## Exercise goal
Every record below is to be restated word for word, and no picture is to be copied.

## Exercise inputs

═══

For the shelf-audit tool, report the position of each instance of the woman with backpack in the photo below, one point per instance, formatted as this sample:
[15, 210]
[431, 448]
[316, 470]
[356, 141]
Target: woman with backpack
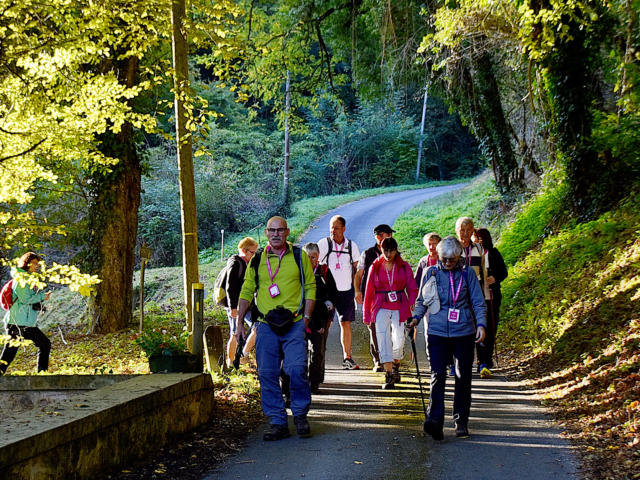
[232, 284]
[389, 295]
[20, 321]
[321, 318]
[496, 273]
[452, 294]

═══

## Result
For the shelf-audit tool, report the position of each instance of the woman with backpack in the photo below, one point per instance, formatted as this sample:
[15, 210]
[431, 448]
[316, 470]
[356, 141]
Target: woman with backpack
[232, 284]
[389, 295]
[20, 321]
[321, 318]
[496, 273]
[452, 294]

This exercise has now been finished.